**SET TASK:**
Can you turn everything from the line containing "Thank you for the photograph. Please indicate the power" down to the end of the material into a JSON list of strings, one string per line with blank lines left out?

::::

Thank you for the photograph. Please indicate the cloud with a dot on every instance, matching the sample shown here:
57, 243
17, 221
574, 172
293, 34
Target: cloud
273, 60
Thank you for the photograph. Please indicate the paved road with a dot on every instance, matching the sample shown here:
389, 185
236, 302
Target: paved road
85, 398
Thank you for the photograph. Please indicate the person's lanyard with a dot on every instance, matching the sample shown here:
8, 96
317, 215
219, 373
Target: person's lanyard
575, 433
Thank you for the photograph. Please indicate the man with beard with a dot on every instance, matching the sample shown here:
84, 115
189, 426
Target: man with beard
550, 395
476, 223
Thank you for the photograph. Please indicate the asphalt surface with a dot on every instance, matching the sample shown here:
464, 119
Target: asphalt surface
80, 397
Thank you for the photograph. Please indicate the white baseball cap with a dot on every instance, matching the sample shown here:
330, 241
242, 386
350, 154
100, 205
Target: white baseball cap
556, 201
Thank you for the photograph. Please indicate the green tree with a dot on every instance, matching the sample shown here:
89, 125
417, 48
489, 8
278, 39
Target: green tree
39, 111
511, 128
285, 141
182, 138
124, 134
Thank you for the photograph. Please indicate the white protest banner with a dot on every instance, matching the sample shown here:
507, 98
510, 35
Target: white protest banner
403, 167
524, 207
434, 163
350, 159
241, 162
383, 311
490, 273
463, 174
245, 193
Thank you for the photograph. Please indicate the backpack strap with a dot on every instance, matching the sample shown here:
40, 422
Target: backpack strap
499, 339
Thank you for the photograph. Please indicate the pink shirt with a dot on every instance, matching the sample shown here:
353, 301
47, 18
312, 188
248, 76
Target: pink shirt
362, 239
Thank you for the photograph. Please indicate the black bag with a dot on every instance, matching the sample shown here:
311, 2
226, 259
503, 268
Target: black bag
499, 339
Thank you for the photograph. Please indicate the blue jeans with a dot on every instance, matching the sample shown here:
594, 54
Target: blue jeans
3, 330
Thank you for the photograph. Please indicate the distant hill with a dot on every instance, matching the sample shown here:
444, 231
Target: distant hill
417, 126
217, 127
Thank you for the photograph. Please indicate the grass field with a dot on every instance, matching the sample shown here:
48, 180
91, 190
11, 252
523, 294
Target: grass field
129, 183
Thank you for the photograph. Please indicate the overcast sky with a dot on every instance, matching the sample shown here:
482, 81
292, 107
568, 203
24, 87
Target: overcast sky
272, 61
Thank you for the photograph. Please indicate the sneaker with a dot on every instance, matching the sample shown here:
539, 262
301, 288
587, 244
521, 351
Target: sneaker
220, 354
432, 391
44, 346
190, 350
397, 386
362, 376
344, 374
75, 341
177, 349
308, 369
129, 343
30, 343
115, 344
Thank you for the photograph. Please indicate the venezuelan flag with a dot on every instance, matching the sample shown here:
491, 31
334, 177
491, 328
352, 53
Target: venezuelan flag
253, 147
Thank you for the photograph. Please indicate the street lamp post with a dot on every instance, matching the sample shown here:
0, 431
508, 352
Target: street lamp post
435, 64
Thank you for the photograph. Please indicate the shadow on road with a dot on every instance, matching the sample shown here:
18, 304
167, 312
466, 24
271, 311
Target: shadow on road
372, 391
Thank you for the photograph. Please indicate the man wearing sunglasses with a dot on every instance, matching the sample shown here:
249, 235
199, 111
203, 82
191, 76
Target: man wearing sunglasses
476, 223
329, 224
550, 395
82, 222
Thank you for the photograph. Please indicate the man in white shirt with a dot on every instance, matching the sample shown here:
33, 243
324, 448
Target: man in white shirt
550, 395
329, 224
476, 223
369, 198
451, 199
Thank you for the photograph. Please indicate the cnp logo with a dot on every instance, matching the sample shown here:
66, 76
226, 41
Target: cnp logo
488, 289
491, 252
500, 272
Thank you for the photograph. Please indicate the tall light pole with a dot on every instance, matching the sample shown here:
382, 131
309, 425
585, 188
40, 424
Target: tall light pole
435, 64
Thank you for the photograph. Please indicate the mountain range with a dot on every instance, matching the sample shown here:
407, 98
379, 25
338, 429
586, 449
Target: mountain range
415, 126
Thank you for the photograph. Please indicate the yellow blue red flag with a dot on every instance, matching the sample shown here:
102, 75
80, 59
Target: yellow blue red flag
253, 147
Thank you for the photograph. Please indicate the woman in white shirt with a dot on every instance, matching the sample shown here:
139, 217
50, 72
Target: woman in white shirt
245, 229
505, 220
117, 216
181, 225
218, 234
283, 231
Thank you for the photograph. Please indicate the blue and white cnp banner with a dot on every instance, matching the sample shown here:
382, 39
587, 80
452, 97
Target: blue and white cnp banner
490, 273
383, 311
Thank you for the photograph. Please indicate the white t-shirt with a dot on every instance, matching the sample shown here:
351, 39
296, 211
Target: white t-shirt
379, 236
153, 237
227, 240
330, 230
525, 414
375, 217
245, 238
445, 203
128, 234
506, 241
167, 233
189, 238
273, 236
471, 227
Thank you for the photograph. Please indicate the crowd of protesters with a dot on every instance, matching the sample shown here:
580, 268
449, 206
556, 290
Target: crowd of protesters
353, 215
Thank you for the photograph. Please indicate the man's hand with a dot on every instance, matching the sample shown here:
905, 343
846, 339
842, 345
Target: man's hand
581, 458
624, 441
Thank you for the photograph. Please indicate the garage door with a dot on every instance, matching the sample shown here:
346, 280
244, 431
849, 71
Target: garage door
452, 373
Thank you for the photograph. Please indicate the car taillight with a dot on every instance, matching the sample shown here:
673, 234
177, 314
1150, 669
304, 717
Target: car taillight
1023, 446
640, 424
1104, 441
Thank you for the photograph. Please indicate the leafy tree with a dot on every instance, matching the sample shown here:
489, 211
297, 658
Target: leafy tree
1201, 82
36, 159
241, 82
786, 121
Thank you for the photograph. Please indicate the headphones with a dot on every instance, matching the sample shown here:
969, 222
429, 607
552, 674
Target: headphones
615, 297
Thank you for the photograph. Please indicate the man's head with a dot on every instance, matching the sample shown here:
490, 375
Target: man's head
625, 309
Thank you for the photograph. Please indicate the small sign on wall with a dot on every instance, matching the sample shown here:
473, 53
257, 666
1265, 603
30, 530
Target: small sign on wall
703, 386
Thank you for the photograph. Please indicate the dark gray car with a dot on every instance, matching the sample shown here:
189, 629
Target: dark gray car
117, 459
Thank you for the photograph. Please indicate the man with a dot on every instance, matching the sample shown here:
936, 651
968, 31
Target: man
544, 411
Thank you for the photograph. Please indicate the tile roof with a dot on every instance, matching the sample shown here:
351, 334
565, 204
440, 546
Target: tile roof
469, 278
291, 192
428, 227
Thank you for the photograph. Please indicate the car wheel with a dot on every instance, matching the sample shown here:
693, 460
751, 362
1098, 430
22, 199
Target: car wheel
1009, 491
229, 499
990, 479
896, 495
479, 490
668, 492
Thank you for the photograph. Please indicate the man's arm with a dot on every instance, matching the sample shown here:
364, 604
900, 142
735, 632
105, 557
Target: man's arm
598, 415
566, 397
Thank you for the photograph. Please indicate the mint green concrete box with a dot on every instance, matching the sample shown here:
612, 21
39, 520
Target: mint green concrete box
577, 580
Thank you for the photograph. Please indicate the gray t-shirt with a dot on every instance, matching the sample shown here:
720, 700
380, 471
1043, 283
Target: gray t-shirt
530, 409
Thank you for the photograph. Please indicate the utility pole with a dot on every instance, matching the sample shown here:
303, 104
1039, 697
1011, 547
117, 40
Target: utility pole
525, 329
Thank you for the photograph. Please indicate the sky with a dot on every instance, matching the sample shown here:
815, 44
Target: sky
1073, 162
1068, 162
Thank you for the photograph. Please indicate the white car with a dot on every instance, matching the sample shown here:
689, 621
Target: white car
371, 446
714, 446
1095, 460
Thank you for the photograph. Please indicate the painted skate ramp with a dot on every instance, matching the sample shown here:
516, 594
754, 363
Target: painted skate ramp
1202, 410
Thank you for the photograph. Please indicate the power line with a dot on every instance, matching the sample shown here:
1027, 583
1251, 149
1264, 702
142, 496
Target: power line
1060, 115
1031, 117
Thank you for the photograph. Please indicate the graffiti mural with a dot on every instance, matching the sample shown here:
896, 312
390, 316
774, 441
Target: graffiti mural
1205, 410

::::

**IN RESPONSE:**
[
  "Thank you for the photograph. Please indicate the power line with a dot on every instance, matching the sample shown here:",
  "1027, 583",
  "1251, 149",
  "1264, 702",
  "142, 496",
  "Target: power line",
  "1060, 115",
  "1031, 117",
  "Thank you for the photograph. Please indicate the graffiti mural with a dot on every instance, matching the sample shown here:",
  "896, 312",
  "390, 316",
  "774, 441",
  "Target: graffiti mural",
  "1205, 410"
]